++++ RECORDS FOR THIS TASK

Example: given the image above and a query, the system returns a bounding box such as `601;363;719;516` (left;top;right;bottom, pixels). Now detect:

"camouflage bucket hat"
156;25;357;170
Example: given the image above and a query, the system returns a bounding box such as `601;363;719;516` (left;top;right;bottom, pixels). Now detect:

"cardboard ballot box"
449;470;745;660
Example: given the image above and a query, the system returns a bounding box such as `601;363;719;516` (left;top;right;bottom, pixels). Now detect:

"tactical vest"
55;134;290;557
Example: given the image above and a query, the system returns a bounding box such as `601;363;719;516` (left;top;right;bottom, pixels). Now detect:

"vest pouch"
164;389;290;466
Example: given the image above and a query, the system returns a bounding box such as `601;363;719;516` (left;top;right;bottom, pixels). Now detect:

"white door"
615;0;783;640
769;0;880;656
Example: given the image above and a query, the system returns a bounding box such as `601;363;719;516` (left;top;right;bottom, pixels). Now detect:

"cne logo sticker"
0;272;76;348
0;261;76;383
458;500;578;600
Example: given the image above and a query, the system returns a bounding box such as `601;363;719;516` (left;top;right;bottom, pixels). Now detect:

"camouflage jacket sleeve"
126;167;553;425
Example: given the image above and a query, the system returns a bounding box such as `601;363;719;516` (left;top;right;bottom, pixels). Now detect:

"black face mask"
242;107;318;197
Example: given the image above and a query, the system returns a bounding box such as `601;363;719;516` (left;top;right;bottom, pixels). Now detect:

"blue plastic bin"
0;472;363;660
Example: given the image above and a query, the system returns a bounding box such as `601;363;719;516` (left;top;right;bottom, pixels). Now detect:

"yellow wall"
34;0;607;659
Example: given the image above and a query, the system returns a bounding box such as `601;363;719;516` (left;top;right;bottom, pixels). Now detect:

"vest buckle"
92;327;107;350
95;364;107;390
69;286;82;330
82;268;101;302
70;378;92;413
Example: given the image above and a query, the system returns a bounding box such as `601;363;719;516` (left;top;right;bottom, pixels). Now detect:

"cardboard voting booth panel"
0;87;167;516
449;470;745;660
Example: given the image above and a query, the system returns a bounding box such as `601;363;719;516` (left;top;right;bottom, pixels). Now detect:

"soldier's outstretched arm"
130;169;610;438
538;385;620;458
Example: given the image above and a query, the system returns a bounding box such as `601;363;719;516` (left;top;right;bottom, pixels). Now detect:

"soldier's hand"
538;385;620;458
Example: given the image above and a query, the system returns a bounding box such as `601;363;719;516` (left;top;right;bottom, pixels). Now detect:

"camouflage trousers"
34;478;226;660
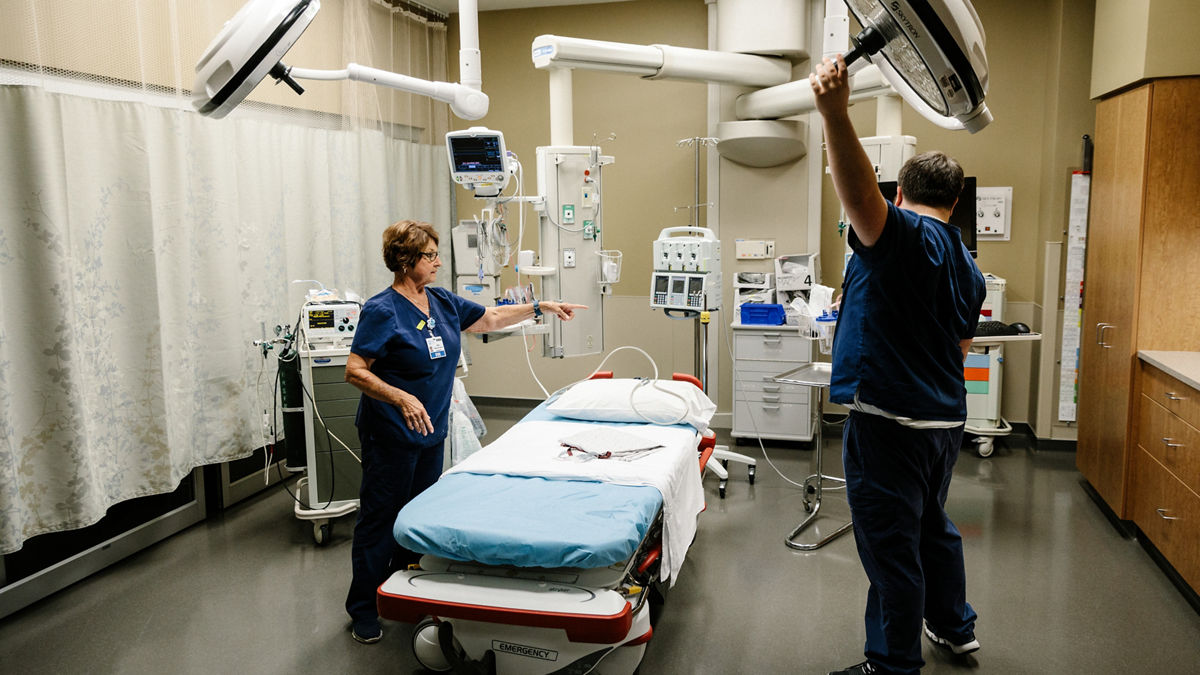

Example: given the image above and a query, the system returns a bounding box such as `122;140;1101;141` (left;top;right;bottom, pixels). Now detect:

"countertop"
1138;350;1200;389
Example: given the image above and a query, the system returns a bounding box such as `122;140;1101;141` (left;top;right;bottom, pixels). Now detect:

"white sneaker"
925;623;979;656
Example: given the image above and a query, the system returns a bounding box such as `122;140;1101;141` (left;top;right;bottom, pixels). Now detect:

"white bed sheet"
446;420;704;585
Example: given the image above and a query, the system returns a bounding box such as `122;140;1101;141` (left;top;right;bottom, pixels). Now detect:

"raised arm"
467;300;588;333
809;54;888;246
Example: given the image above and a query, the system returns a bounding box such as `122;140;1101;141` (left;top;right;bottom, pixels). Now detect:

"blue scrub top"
829;203;986;422
350;286;486;447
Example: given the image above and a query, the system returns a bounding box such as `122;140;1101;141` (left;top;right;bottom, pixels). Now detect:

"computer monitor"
880;175;979;257
446;126;509;197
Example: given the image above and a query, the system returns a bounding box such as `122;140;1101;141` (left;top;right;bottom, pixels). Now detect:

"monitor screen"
449;135;504;173
880;175;979;257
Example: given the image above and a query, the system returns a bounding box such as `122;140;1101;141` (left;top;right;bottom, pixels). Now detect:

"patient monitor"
446;126;509;197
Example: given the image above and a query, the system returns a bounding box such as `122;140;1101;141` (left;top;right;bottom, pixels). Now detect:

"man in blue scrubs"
809;55;985;675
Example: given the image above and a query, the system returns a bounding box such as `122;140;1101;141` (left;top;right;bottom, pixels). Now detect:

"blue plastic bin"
742;303;786;325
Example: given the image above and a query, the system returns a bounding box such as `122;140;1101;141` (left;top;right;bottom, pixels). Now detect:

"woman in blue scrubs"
346;220;587;644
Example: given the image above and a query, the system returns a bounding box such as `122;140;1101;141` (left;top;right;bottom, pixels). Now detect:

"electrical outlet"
976;187;1013;241
733;239;775;259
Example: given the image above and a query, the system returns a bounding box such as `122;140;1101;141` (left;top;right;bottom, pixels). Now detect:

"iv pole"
676;136;758;500
676;136;720;394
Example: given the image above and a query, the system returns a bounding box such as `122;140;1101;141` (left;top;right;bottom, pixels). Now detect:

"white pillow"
547;378;716;432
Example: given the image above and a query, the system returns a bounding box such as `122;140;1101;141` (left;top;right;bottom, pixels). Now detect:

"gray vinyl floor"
0;401;1200;674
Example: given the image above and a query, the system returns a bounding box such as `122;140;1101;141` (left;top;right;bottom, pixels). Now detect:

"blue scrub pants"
346;430;443;622
842;412;976;673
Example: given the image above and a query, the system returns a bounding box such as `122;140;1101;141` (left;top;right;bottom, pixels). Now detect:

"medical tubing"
566;345;691;426
264;359;319;510
725;323;806;489
521;323;550;399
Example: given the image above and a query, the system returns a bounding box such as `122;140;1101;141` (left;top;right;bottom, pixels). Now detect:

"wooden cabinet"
1076;77;1200;519
731;323;815;441
1129;364;1200;589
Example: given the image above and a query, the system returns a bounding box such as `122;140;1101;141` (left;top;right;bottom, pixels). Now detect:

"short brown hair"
383;220;438;274
896;150;962;209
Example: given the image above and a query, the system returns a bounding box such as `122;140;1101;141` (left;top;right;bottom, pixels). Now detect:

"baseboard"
1079;477;1138;539
0;470;205;619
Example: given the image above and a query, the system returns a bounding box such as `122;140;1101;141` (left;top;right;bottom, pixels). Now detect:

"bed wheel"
312;520;334;546
413;619;451;673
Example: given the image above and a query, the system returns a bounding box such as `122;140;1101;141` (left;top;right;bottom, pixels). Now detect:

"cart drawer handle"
1154;508;1180;520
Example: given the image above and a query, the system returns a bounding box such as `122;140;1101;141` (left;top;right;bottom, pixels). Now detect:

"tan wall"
1091;0;1200;98
449;0;708;399
451;0;1094;422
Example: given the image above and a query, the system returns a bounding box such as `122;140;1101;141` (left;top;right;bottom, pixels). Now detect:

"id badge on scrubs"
425;336;446;359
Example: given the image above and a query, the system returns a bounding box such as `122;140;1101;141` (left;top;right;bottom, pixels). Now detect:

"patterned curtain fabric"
0;85;451;552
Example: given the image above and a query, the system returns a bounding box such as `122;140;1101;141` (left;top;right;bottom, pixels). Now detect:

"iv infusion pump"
650;227;721;311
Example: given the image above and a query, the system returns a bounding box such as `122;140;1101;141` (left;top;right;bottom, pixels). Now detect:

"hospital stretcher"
378;374;714;675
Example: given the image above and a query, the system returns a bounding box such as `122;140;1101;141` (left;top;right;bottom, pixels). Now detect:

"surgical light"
845;0;992;133
192;0;488;120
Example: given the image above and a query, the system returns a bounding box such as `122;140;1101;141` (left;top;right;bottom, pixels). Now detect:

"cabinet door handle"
1154;508;1180;520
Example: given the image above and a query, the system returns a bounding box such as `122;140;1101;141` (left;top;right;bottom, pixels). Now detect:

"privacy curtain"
0;2;452;554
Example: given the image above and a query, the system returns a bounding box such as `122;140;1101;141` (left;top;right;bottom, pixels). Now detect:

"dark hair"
383;220;438;274
896;150;962;209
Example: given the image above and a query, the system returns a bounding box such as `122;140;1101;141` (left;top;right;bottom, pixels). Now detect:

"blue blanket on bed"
392;473;662;568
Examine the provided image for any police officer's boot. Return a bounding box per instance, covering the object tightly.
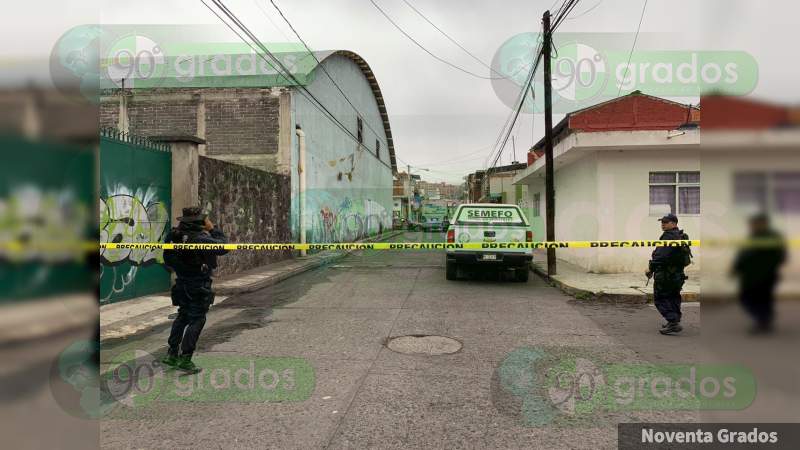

++++++++

▶ **EXERCISE**:
Collect every line from the entries above that contains the word "vest", matching case exactly.

▶ **RESPONSE**:
"tactical vest"
"vest pouch"
"vest buckle"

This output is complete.